Pointing dataset records
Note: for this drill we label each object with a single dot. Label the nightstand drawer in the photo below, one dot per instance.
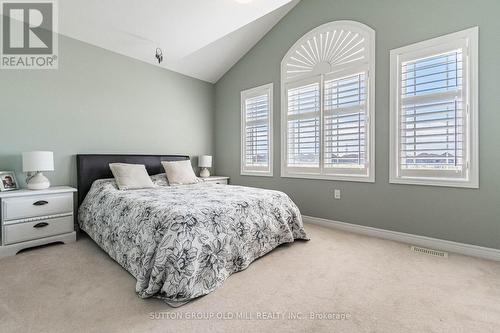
(26, 231)
(36, 205)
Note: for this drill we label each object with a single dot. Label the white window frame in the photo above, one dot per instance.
(468, 41)
(320, 75)
(246, 94)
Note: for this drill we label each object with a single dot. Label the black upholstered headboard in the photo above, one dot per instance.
(91, 167)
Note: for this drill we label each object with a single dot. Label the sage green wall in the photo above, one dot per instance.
(463, 215)
(101, 102)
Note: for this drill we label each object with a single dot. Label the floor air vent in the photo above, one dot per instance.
(430, 252)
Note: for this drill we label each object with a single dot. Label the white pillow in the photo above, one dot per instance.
(130, 176)
(179, 172)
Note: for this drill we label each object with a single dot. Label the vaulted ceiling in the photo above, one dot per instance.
(199, 38)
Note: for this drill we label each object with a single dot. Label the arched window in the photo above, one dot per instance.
(327, 101)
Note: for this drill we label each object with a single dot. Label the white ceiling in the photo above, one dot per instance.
(199, 38)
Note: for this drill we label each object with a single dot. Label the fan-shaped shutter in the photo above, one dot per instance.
(327, 103)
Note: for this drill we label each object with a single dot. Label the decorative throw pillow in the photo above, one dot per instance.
(130, 176)
(179, 172)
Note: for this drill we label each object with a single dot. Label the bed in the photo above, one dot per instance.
(180, 242)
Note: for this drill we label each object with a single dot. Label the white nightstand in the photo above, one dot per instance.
(216, 180)
(31, 218)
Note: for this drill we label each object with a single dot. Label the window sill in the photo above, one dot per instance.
(361, 179)
(258, 174)
(474, 184)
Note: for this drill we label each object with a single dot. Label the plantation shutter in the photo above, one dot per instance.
(303, 124)
(256, 134)
(432, 115)
(345, 119)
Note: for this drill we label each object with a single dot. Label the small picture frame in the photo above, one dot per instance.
(8, 181)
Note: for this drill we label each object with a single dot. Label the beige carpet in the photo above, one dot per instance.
(351, 283)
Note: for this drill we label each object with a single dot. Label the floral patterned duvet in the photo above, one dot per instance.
(182, 242)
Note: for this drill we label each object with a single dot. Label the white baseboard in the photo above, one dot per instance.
(433, 243)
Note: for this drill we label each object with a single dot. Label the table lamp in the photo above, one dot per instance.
(205, 162)
(34, 162)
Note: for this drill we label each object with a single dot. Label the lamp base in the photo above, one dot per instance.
(38, 182)
(204, 173)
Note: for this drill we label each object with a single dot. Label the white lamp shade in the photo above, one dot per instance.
(38, 161)
(205, 161)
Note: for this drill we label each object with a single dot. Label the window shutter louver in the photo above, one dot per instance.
(433, 130)
(345, 122)
(303, 126)
(328, 104)
(256, 130)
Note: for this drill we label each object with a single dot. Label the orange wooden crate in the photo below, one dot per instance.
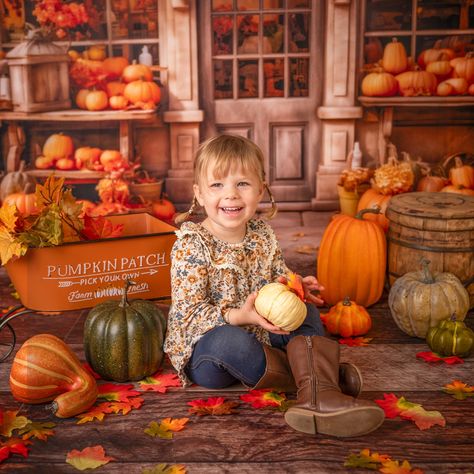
(82, 274)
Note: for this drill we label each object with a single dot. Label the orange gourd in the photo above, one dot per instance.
(114, 66)
(142, 91)
(46, 369)
(352, 259)
(25, 202)
(379, 84)
(97, 100)
(372, 199)
(135, 72)
(347, 319)
(417, 82)
(394, 58)
(461, 174)
(58, 146)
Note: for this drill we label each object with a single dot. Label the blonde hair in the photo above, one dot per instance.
(224, 153)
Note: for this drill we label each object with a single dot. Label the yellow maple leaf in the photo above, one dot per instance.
(9, 247)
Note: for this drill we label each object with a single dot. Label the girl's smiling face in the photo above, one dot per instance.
(230, 201)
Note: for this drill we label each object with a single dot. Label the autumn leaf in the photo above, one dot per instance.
(394, 406)
(89, 458)
(212, 406)
(429, 356)
(116, 393)
(96, 412)
(166, 469)
(100, 228)
(365, 459)
(355, 341)
(459, 390)
(160, 382)
(296, 285)
(263, 398)
(38, 429)
(13, 446)
(394, 467)
(10, 422)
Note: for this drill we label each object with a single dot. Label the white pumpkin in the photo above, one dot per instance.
(281, 306)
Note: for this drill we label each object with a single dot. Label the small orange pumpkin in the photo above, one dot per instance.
(142, 91)
(394, 58)
(461, 174)
(135, 72)
(347, 319)
(97, 100)
(24, 202)
(379, 84)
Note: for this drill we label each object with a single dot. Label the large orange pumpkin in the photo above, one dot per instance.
(58, 146)
(142, 91)
(371, 199)
(352, 259)
(46, 369)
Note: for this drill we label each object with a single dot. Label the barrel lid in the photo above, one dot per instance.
(433, 205)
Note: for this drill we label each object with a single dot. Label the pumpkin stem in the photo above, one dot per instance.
(425, 268)
(372, 210)
(124, 301)
(346, 301)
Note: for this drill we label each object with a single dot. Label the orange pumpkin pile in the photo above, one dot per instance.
(439, 71)
(111, 82)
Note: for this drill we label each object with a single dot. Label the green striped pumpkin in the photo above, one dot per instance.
(123, 340)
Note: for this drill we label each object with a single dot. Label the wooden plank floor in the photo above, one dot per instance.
(259, 441)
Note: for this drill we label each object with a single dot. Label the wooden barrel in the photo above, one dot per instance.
(437, 226)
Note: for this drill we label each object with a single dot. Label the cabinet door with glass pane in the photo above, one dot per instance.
(260, 77)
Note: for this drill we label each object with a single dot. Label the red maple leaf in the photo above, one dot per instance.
(159, 382)
(100, 228)
(266, 397)
(212, 406)
(429, 356)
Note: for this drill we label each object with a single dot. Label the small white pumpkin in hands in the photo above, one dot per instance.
(283, 305)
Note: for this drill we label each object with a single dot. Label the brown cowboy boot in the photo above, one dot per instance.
(278, 374)
(320, 405)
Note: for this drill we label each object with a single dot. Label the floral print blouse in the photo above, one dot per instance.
(209, 277)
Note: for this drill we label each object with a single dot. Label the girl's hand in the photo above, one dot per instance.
(309, 284)
(247, 315)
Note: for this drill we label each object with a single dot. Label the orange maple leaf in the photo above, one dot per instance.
(265, 397)
(89, 458)
(296, 285)
(459, 390)
(9, 421)
(116, 393)
(159, 382)
(212, 406)
(100, 228)
(13, 446)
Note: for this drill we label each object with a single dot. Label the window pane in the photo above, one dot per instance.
(223, 79)
(222, 28)
(299, 77)
(274, 76)
(433, 16)
(272, 4)
(221, 5)
(247, 34)
(388, 15)
(248, 78)
(298, 26)
(247, 4)
(274, 32)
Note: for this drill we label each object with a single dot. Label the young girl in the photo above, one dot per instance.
(216, 337)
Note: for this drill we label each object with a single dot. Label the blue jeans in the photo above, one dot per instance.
(229, 354)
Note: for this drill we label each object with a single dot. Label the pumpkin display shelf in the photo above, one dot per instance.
(124, 118)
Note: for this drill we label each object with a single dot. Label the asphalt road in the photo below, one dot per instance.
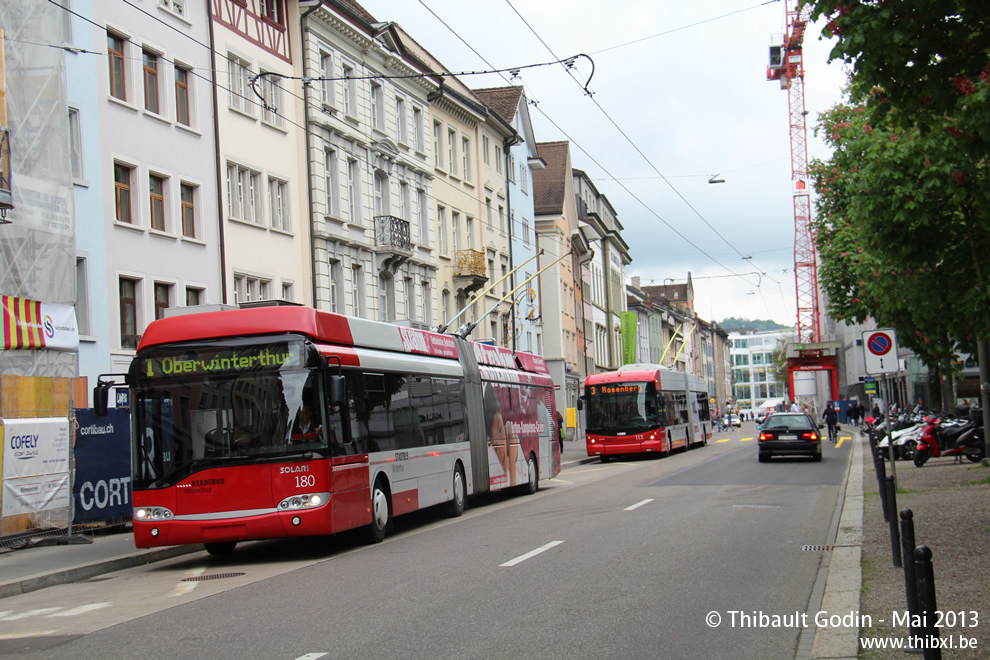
(618, 560)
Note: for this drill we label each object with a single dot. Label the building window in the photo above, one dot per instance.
(336, 286)
(156, 185)
(151, 82)
(248, 288)
(82, 297)
(357, 291)
(442, 229)
(401, 129)
(326, 75)
(128, 313)
(424, 213)
(405, 201)
(455, 228)
(75, 144)
(452, 151)
(163, 296)
(331, 200)
(377, 107)
(239, 85)
(437, 153)
(122, 193)
(350, 90)
(427, 303)
(386, 297)
(353, 188)
(419, 128)
(182, 96)
(272, 10)
(278, 200)
(118, 74)
(187, 194)
(243, 192)
(271, 91)
(381, 194)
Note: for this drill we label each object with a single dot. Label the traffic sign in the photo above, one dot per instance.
(880, 349)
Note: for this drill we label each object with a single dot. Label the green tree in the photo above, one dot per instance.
(902, 209)
(901, 227)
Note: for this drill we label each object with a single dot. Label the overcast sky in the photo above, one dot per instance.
(686, 83)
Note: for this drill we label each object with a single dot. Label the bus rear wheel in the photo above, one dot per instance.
(532, 477)
(381, 512)
(456, 506)
(220, 548)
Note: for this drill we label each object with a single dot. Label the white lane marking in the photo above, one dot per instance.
(29, 613)
(531, 553)
(638, 504)
(82, 609)
(184, 588)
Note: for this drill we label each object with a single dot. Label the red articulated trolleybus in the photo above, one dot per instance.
(287, 421)
(644, 408)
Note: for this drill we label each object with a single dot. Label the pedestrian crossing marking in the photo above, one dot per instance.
(82, 609)
(52, 612)
(30, 613)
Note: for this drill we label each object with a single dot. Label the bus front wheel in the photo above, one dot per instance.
(381, 512)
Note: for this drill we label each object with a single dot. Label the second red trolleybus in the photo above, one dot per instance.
(643, 408)
(287, 421)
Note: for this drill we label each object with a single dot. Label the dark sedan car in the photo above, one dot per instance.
(790, 434)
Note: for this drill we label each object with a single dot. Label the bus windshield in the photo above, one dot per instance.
(218, 406)
(622, 408)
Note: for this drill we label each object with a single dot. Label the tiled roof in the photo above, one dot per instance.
(548, 183)
(503, 100)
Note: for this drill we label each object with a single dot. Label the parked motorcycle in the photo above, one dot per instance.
(941, 439)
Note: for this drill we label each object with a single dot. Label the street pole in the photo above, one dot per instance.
(983, 353)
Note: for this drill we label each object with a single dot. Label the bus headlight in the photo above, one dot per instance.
(152, 513)
(307, 501)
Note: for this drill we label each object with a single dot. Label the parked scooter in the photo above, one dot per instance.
(942, 440)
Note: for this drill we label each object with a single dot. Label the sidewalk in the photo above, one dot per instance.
(41, 565)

[Work to do]
Starting from the line containing "the bus rear", repeat each line through the end of the entries, exactly.

[Reply]
Note: for this drill we label each object with a single dot. Label the bus rear wheel in the photo above, one dot per instance.
(532, 477)
(381, 512)
(456, 506)
(220, 548)
Note: for this drill we label each object with a single dot. Label the white lane marking in the photo above, one dot per instance.
(29, 613)
(531, 553)
(638, 504)
(82, 609)
(184, 588)
Note: for this drill we label each object with a single dot. Label the red articulated trolleybus in the photo above, one dot per instance.
(287, 421)
(644, 408)
Note: for this drill we label each object with a single dot. Label the pedestrian crossing marking in the photo above, one dot per instance.
(82, 609)
(52, 612)
(30, 613)
Note: for this drill we label each object with a single dot. Label the bus front wheel in the photo above, one dot per instance.
(381, 512)
Note: for this drill we label each object with a single dot. Label the second red trolleybus in the photo above, one dot per instance.
(643, 408)
(287, 421)
Note: for this drill we label each object with a single dot. Label the dark sedan car in the photo above, one dot per instance.
(790, 434)
Note: for this drill we label each object with a single dot. Label the bus windshield in the photo above, one dot per instance.
(218, 406)
(622, 408)
Note: for this drill we label each object with a single dot. Label the tiled roof in the photo above, one dot per instance.
(548, 183)
(503, 100)
Note: for this drill we label each object with a single dot. Label the parked motorcycle in the photo above, one dot per instance.
(941, 439)
Note: for this drill we label each object with a single dot. Label the street pole in the photo above, one dot per instance.
(983, 353)
Note: for this drill we label each object with a single dot. Label the bus headlight in the photo above, one dot per instance.
(152, 513)
(307, 501)
Note: for this drill we label each object with a single dot. Label the parked scooter in the photo above, one dot per instance.
(942, 440)
Note: for this drill we label each object with a single dot. Label the sidewalk in the photo above, one dot per instance.
(41, 565)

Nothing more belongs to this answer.